(Problem statement) Give all the lines below again, exactly, with no pictures.

*** Data supplied

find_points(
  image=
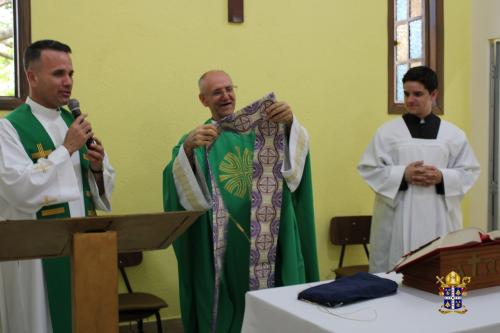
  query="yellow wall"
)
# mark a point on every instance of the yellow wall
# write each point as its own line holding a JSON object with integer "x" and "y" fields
{"x": 137, "y": 63}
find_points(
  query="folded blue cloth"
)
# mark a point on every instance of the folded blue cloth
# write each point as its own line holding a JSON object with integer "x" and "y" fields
{"x": 349, "y": 289}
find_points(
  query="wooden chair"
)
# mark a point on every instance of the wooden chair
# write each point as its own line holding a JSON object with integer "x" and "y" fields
{"x": 136, "y": 306}
{"x": 350, "y": 230}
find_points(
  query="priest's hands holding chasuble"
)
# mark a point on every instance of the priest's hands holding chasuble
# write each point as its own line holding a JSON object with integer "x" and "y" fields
{"x": 205, "y": 135}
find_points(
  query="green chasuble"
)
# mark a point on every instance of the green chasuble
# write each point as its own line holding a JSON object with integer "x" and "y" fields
{"x": 57, "y": 271}
{"x": 230, "y": 158}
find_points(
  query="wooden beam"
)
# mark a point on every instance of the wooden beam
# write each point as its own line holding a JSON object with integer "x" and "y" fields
{"x": 235, "y": 11}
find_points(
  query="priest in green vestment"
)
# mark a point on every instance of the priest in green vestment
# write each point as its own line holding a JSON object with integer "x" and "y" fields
{"x": 46, "y": 172}
{"x": 251, "y": 171}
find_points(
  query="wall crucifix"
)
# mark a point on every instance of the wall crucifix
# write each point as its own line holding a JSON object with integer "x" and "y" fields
{"x": 235, "y": 11}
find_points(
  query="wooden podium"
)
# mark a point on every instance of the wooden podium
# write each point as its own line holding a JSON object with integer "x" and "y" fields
{"x": 481, "y": 262}
{"x": 93, "y": 244}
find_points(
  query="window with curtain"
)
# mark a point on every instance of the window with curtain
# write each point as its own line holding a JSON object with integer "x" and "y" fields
{"x": 415, "y": 38}
{"x": 15, "y": 36}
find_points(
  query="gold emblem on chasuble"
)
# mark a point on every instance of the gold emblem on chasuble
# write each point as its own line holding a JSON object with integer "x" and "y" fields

******

(Output below)
find_points(
  image=
  query="yellow wall"
)
# mark a point on every instance of the yellow wall
# write each point as its own line holding a JSON object with integer "x" and "y" fields
{"x": 137, "y": 63}
find_points(
  query="folded blue cloth"
)
# mark a point on every instance of the folded blue cloth
# write each point as its own line holding a JSON object with integer "x" and "y" fields
{"x": 349, "y": 289}
find_points(
  query="wooden chair"
)
# mark a point on every instance of the wooden chair
# write each point as its own line holding a JSON object with integer "x" and "y" fields
{"x": 136, "y": 306}
{"x": 350, "y": 230}
find_points(
  query="priest's hands holding chasuble"
)
# mark a point on every instance of the priest's hands holding chasuble
# write each point as its own line holding a JSON object with integer "x" and "y" fields
{"x": 205, "y": 135}
find_points(
  query="green chasuble"
)
# mark a point on every instance of the green chasuble
# write each point as its own line holding a JSON object with integer "x" and "y" fields
{"x": 57, "y": 271}
{"x": 230, "y": 158}
find_points(
  query="wooden beam"
)
# mark a point on every instance of the wooden beam
# write each point as its own line holding a JSON object with integer "x" and "y" fields
{"x": 235, "y": 11}
find_points(
  query="priest in green vestment"
)
# mark a point on every instance of the priest in green vestment
# write each point as its own line holding a JSON object with integer "x" and "y" fields
{"x": 46, "y": 172}
{"x": 251, "y": 171}
find_points(
  query="wall crucifix"
)
# mark a point on every instance of the wall crucifix
# write each point as its own line holding a JSON object with integer "x" and "y" fields
{"x": 235, "y": 11}
find_points(
  query="wooden podium"
)
# mark a point on every instance of the wooden podium
# write each point as its own line holding a JSON object with integer "x" and "y" fields
{"x": 481, "y": 262}
{"x": 93, "y": 244}
find_points(
  query="window with curtain"
)
# mark a point on every instance of the window with curtain
# write each point as its own line holding a JSON object with integer "x" and "y" fields
{"x": 415, "y": 38}
{"x": 15, "y": 36}
find_points(
  query="gold emblem on chasuble"
)
# mark a point on every instance of the gold emblem on chasuble
# write each point as its own line holding a JSON object with integer "x" and "y" fields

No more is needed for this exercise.